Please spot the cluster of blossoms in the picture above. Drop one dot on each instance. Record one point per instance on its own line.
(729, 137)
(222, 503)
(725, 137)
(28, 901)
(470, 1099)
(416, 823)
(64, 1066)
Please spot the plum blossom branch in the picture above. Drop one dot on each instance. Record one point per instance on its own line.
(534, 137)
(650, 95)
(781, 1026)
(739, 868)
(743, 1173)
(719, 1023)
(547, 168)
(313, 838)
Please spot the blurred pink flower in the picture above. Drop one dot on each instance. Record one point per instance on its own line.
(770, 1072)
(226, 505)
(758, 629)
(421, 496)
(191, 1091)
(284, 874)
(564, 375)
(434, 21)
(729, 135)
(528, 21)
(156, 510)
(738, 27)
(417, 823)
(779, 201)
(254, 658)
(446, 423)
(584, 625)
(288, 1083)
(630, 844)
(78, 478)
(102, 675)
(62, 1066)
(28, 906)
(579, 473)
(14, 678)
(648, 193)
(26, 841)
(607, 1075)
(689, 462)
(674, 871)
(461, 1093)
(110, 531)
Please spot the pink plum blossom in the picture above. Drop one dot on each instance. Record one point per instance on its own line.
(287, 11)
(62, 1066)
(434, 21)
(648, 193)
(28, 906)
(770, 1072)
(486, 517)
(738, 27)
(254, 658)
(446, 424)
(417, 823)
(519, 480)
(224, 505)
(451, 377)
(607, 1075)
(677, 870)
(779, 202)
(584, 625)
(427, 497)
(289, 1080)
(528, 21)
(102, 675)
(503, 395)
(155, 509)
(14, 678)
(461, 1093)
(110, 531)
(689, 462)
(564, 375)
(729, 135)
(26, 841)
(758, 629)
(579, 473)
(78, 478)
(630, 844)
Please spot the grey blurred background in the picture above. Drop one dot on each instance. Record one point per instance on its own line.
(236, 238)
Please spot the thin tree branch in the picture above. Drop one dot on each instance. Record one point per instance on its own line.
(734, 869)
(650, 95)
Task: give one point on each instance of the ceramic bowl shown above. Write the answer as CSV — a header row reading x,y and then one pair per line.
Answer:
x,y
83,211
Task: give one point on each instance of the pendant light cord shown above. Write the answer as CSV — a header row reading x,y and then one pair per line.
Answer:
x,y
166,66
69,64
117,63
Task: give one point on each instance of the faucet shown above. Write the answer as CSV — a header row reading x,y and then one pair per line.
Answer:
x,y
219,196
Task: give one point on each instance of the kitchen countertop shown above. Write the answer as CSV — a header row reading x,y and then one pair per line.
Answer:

+ + + + +

- **Exercise instructions**
Reproduce all entries. Keep them exact.

- **Output for this exercise**
Please spot the cluster of blossoms in the picture above. Drop one dot on each instance. Record one point per instance on its own line.
(729, 137)
(222, 503)
(725, 137)
(28, 901)
(470, 1099)
(416, 823)
(64, 1066)
Please spot the plum blossom branch in the picture above. Drop one dot on each instance. Record one point per instance on its own line.
(534, 137)
(650, 95)
(781, 1026)
(739, 868)
(743, 1173)
(719, 1023)
(547, 168)
(313, 838)
Please spot the blurred pink flower in the picture above. Drop one dot on each instance. Record one point per instance on its own line.
(770, 1072)
(226, 505)
(758, 629)
(421, 496)
(191, 1091)
(284, 874)
(564, 375)
(434, 21)
(729, 135)
(528, 21)
(156, 510)
(738, 27)
(417, 823)
(779, 201)
(254, 658)
(446, 423)
(584, 625)
(288, 1083)
(630, 844)
(78, 478)
(102, 675)
(62, 1066)
(28, 906)
(579, 473)
(14, 678)
(648, 193)
(26, 841)
(607, 1075)
(689, 462)
(674, 871)
(461, 1093)
(110, 531)
Please spot the pink plum blossom in the picture above. Drop one dot on each instance. Record one point per instance on its own line.
(287, 11)
(62, 1066)
(434, 21)
(648, 193)
(28, 906)
(770, 1072)
(486, 517)
(738, 27)
(254, 658)
(446, 424)
(417, 823)
(519, 480)
(224, 505)
(451, 377)
(607, 1075)
(677, 870)
(779, 202)
(584, 625)
(427, 497)
(289, 1080)
(528, 21)
(102, 675)
(503, 395)
(155, 509)
(14, 678)
(461, 1093)
(110, 531)
(689, 462)
(564, 375)
(729, 135)
(26, 841)
(758, 629)
(579, 473)
(78, 478)
(630, 844)
Please spot the grey blurred background in the picture above. Drop one dot on each instance. Record one point per instance on its own line.
(236, 238)
Please spot the thin tree branch in the picture above. Drop one dot on each instance. Record one point per instance on its own line.
(734, 869)
(650, 95)
Task: give one point on each instance of the ceramic bowl shown above. Write the answer as CSV — a header row reading x,y and then one pair per line.
Answer:
x,y
83,211
Task: give one point on each instance of the pendant light cord shown above. Write the answer as CSV — a header row reading x,y and then one pair per line.
Answer:
x,y
166,66
69,64
117,63
Task: give one point on each instance of the faucet shown above. Write the answer as CSV — a header row reading x,y and then one pair per line.
Answer:
x,y
219,196
Task: give one point on each instance of the kitchen countertop shown above. Write the answer as CSV — a header row reading x,y and then one pair per line.
Answer:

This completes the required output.